◆ **WHAT THE TASK REQUIRES**
Copy the text of every record below word for word, leaving out the pictures.

◆ **DATA SHOWN**
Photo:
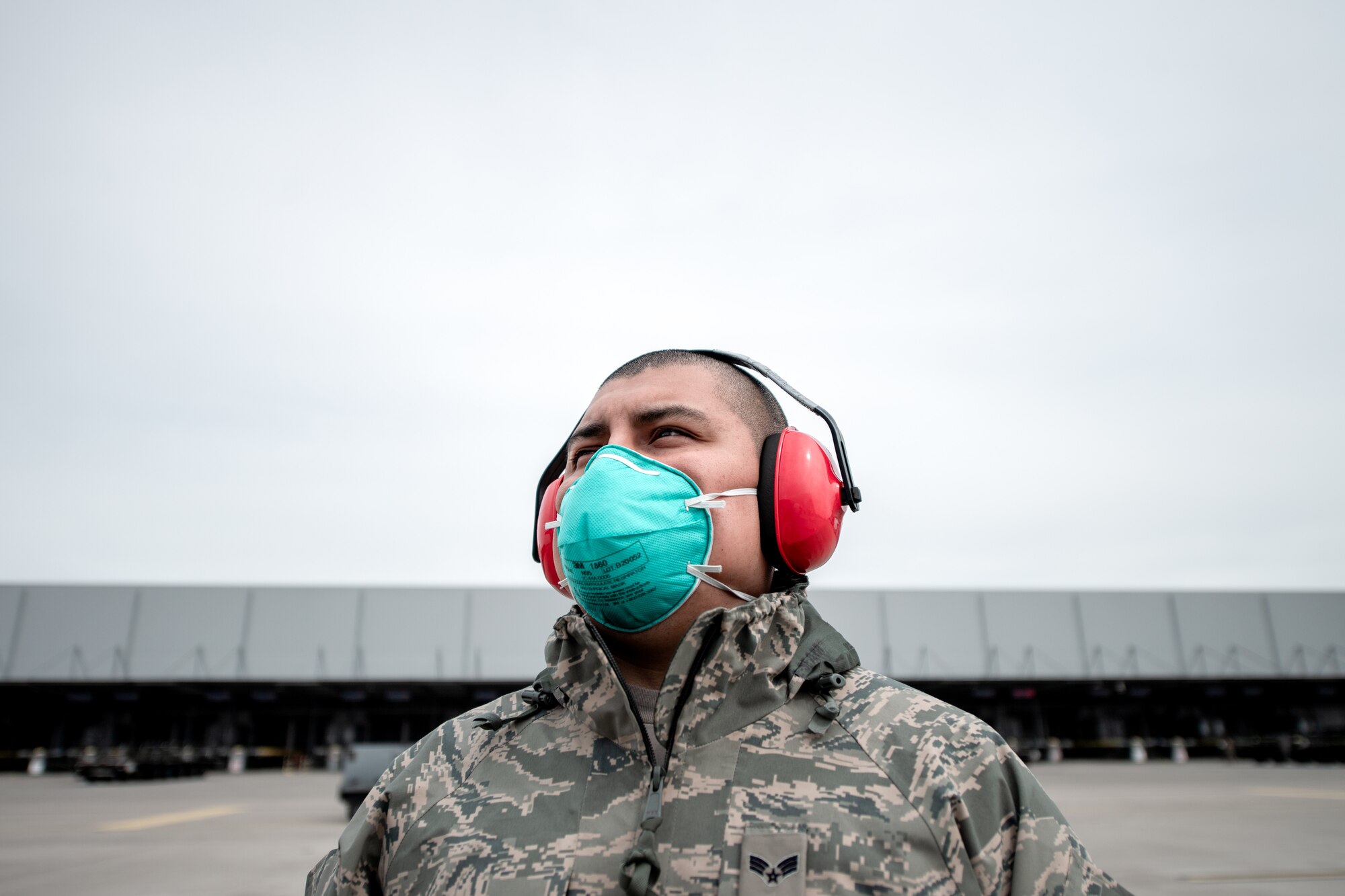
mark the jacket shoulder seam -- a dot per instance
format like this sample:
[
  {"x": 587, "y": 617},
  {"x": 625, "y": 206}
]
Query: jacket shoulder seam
[{"x": 903, "y": 786}]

◆ **EXERCISE RESULT**
Photo:
mark the jacket shoulder seam -- a dot per instance
format like this sample:
[
  {"x": 587, "y": 617},
  {"x": 625, "y": 206}
]
Query: jacket shoulder seam
[{"x": 903, "y": 786}]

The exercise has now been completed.